** Selected passage **
For those lucky enough to equate the feelings of familiality to the many absolute blisses of life will perhaps never comprehend an idea as oxymoronic as a dysfunctional family. Family comes first, or rather family should come first is an adage that has long instilled a belief in each one of us that come what may out lives are all the more better off or worse off with or without a family to fall back on. And indeed, in many cases it does seem like it. As we recollect fond memories of childhood when our entire world revolved around our mother and father and the siblings, we rested forever in a peace that has seemed to allude us as we grow big enough to face the realities of life. Maturing then to have our own families- the spouse, children et al once again reinstates this importance of cherishing the loving folks in our life who makes the living experience worthwhile. In this maze of relationships, whether it be connected by blood or grow out of love, we have forever learnt that no bond can ever be as strong and the love as unconditional than what we discover in them whom we celebrate as family.

** Raw data **
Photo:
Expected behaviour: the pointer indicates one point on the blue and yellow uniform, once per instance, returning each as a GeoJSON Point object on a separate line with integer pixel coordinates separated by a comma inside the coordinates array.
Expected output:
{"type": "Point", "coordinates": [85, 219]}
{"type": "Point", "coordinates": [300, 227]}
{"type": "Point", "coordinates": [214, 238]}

** Task 1 **
In the passage on family, what adage is said to have instilled a long-held belief in each of us?
** Task 2 **
Extend the passage on family, picking up right after its final sentence.

** Task response 1 **
"Family comes first, or rather family should come first."

** Task response 2 **
And yet life experiences have rarely been the same for everyone, have they? Even as we and almost all people we know sparkle in a joy stemming exclusively from the warmth of loving families, there exist such souls for whom the emotion of a family does not manifest itself in the same intensity as it does to us. Or perhaps it does, but in an extent that dwells in a realm quite differentiated from what we know as the norm. For folks coming from dysfunctional families, they cannot help but harbouring a love hate relationship with them, that stems innately as a response to the many conflicting emotions they experience within the functioning of their unit of life. Often a time it becomes also difficult to exactly pinpoint whether a family is dysfunctional or not. That perhaps make the children brought up in such families more susceptible to the array of conflicting emotions they have to face, sometimes even for life. As they fluctuate between loving their parents to hating themselves and vice versa, and a horde of such other inconsistencies in feeling and perception, they tend to grow up believing that there’s something wrong with them. This in turn affects their entire life path, rendering them a host of things, from being underconfident and remorse to even developing malicious attitudes that can lead them to be bearers of dysfunctional families themselves.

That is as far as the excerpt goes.